Short exercise: Repeat the listing below in full, exactly as it stands.

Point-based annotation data

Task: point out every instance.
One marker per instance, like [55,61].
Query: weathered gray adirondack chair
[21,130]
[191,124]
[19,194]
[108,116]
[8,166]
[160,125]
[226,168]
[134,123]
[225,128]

Expected answer:
Task: point out every instance.
One marker per instance, like [55,61].
Query: weathered gray adirondack chair
[21,130]
[191,124]
[19,194]
[108,116]
[8,166]
[160,125]
[226,168]
[134,123]
[225,128]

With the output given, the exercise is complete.